**TEKS YANG DITAMPILKAN:**
▼▼▼

Aktualisasi Nilai-nilai Ajaran Samin

Aktualisasi Nilai-nilai Ajaran Samin

Agama lokal merupakan kepercayaan tradisional yang lahir dan telah ada sejak lama, bahkan telah ada sebelum agama-agama besar masuk Nusantara, seperti Hindu, Budha, Kristen, Katholik, Islam, dan Konghucu. Kepercayaan keagamaan ini bersifat lokal.

Komunitas agama lokal yang masih mempercayai Tuhan yang Maha Esa, juga dikenal adanya “yang bahu reksa”, Nyai Rara Kidul, Rah leluhur, demit, peri perayangan. Kepercayaan seperti ini masih eksis hingga sekarang. Namun agama lokal ini tak pernah diakui keberadaannya, terbukti agama kepercayaan tak dicatumkan dalam KTP, Akta Kelahiran, pencatatan perkawinan.

Menurut Koentjaraningrat, (1974), kepercayaan lokal bisa dikatakan religi jika mempunyai empat unsur pokok yaitu. Pertama emosi keagamaan atau getaran jiwa yang menyebabkan manusia menjalankan kelakuan keagamaan. Lalu sistem kepercayaan atau bayangan-bayangan manusia tentang bentuk dunia, alam, alam gaib, hidup, maut, dan sebagainya. Kemudian sistem upacara keagamaan yang bertujuan untuk mencari hubungan antara manusia dengan dunia gaib berdasarkan atas sistem kepercayaan tersebut.

Terakhir kelompok keagamaan atau kesatuan-kesatuan sosial yang mengonsepsikan dan mengaktifkan religi serta sistem-sistem upacara keagamaannya. Namun terkadang masyarakat mengartikan religi hanya sekadar memiliki tuhan, kitab suci dan nabi. Tak ayal jika keberadaannya mereka kurang di hendaki, bahkan sering cap sebagai ajaran sesat. Padahal ajarannya mengandung nilai-nilai luhur.

▲▲▲

**DAFTAR TUGAS:**
a: Tolong terjemahkan kalimat "Kepercayaan seperti ini masih eksis hingga sekarang." dari teks tentang ajaran Samin ke dalam bahasa Inggris.
b: Tampilkan tanpa perubahan bagian teks tentang ajaran Samin, yaitu rentang dari "Agama lokal merupakan" sampai dengan "Kelahiran, pencatatan perkawinan.".
Baris di bawah ini adalah bahan tersendiri, terpisah dari teks tentang ajaran Samin.

**CUPLIKAN DATA:**
▼▼▼

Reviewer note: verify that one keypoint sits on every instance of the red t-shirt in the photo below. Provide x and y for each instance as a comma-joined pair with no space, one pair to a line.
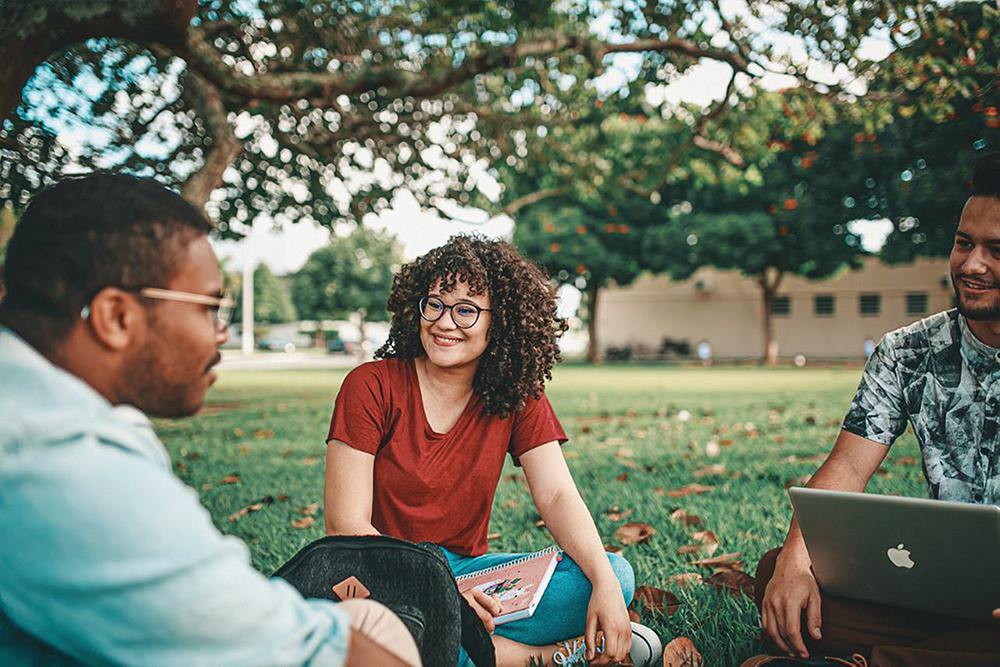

▲▲▲

**JAWABAN PER TUGAS:**
a: Beliefs like this still exist today.

b:
Agama lokal merupakan kepercayaan tradisional yang lahir dan telah ada sejak lama, bahkan telah ada sebelum agama-agama besar masuk Nusantara, seperti Hindu, Budha, Kristen, Katholik, Islam, dan Konghucu. Kepercayaan keagamaan ini bersifat lokal.

Komunitas agama lokal yang masih mempercayai Tuhan yang Maha Esa, juga dikenal adanya “yang bahu reksa”, Nyai Rara Kidul, Rah leluhur, demit, peri perayangan. Kepercayaan seperti ini masih eksis hingga sekarang. Namun agama lokal ini tak pernah diakui keberadaannya, terbukti agama kepercayaan tak dicatumkan dalam KTP, Akta Kelahiran, pencatatan perkawinan.